=== Belge Bölümü ===
----------

İslam'da duaların etkisi hakkında ne düşünüyorsunuz?

Anlamıyor musunuz anlamak mı istemiyorsunuz bilmiyorum ama konu cennet veya cehennem değil dua hakkında düşünülen şey dua tek seferliktir kabul olur veya olmaz cennet ve cehennem uzun vadelidir ve senin iyi veya kötü yaptığın şeylerin birikimlerinin sonucudur. İkisi farklı şey.

Tamam duada yuzde 50'ye 50 şans var.
 
Kanka daha bugün dedim ki o kadar beddua ettim bugün basima da hiç bela gelmedi dedim. Sehir ici otobus duraginda beklerken kafa kafaya 2 araba biri H100 digeri fiesta carpisti Hyundai'deki adam uctu on camdan. Kazayla aramda 1.5metre falan var. Hala aklimda. Dedim ki bir daha beddua etmem bu bana bir isaretti dedim.
 
Sen tanrısal varlık mısın nereden biliyorsun yarı yarıya olduğunu😂 keşke öyle olsa.

Keşke öyle olsa dediğinize göre siz tanrısal varlıksınız ve biliyorsunuz.

Tamam duada yuzde 50'ye 50 şans var.

Tamam ben başka bir şey mi söyledim ilk mesajımda bunu söylüyorum zaten yarı yarıya demek yüzde 50ye 50 demek.
 
Konuyu açan arkadaşın ikilemi umarım son bulur ve doğrunun ne olduğunu anlar. Bazılarına yalan gelebilir bazıları sallıyor diyebilir ama içimden gelenleri ve yaşadıklarımı yazıyorum.

Askere gidene kadar klasik yurdum müslümanı birisiydim. Cumadan cumaya ramazandan ramazana. Onun dışında namaz abdest yok. +18 videolara bayılırdım. Bilmediğim site yoktu. Sürekli kızlarla konuşma isteği vardı ve çok kız arkadaşım vardı. Aynı anda başka başka sevgililerim olmuştu. Yüzeysel anlamda sevişmelerim bile çok olmuştu.

----------

=== Görevler ===
a - Belge bölümüne göre otobüs durağında bekleyen yazar ile kaza arasında ne kadar mesafe vardı?
b - Belge bölümünde yazarın askere gitmeden önceki hayatı hakkında söylediklerinin hepsini ayrı maddeler hâlinde listeleyin.

=== Alıntılanan Kayıtlar ===
----------

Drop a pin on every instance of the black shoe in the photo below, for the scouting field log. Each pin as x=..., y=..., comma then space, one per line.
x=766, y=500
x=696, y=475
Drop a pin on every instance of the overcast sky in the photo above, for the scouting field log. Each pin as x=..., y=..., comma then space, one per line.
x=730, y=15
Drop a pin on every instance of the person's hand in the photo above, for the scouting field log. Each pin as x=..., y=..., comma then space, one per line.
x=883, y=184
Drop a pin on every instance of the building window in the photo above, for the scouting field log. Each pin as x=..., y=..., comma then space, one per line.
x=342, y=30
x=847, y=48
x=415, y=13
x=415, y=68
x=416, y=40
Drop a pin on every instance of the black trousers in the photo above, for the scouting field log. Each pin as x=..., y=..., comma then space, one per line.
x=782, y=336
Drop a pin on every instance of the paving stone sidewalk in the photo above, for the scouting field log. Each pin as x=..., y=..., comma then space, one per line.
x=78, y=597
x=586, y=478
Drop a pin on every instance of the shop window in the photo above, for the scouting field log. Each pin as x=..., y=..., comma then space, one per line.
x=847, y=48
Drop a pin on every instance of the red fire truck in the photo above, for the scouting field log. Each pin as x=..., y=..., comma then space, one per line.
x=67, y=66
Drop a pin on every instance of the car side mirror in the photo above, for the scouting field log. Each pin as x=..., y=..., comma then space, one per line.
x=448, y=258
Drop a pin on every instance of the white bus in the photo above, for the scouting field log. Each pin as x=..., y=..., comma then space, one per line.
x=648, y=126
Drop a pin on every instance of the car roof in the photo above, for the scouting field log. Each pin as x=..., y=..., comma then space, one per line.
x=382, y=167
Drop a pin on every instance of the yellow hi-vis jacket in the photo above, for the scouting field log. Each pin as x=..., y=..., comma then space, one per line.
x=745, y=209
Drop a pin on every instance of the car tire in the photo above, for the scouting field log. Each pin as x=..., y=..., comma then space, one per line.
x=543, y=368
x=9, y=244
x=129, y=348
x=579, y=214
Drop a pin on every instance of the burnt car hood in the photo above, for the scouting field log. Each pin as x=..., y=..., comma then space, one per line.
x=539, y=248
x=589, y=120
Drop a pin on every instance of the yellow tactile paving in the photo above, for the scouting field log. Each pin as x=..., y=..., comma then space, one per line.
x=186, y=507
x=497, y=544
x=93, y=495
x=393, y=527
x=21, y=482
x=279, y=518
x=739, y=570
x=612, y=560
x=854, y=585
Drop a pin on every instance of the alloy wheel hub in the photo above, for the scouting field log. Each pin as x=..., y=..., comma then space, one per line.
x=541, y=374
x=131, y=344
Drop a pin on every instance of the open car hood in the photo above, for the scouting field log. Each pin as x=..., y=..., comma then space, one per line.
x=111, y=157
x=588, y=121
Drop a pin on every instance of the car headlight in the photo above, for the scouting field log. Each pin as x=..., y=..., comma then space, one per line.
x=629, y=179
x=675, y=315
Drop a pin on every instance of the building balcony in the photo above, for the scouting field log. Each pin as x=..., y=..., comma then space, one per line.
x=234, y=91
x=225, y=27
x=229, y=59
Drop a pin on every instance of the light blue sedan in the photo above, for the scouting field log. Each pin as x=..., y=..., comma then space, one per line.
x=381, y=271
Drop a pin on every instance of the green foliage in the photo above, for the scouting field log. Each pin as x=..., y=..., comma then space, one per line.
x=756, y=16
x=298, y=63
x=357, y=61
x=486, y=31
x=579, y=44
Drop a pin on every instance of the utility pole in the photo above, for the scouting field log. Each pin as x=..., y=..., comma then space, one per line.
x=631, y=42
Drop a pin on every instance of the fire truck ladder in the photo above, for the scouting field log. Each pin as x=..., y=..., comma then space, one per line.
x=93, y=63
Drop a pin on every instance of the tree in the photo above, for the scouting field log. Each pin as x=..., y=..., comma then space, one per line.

----------

=== Görev Çözümleri ===
a - Yaklaşık 1.5 metre.

b -
- Klasik bir "yurdum müslümanı"ydı, cumadan cumaya ve ramazandan ramazana ibadet ediyordu.
- Bunun dışında namazı ve abdesti yoktu.
- +18 videolara bayılırdı ve bilmediği site yoktu.
- Sürekli kızlarla konuşma isteği vardı.
- Çok kız arkadaşı vardı.
- Aynı anda birden fazla sevgilisi olmuştu.
- Yüzeysel anlamda çok sevişmesi olmuştu.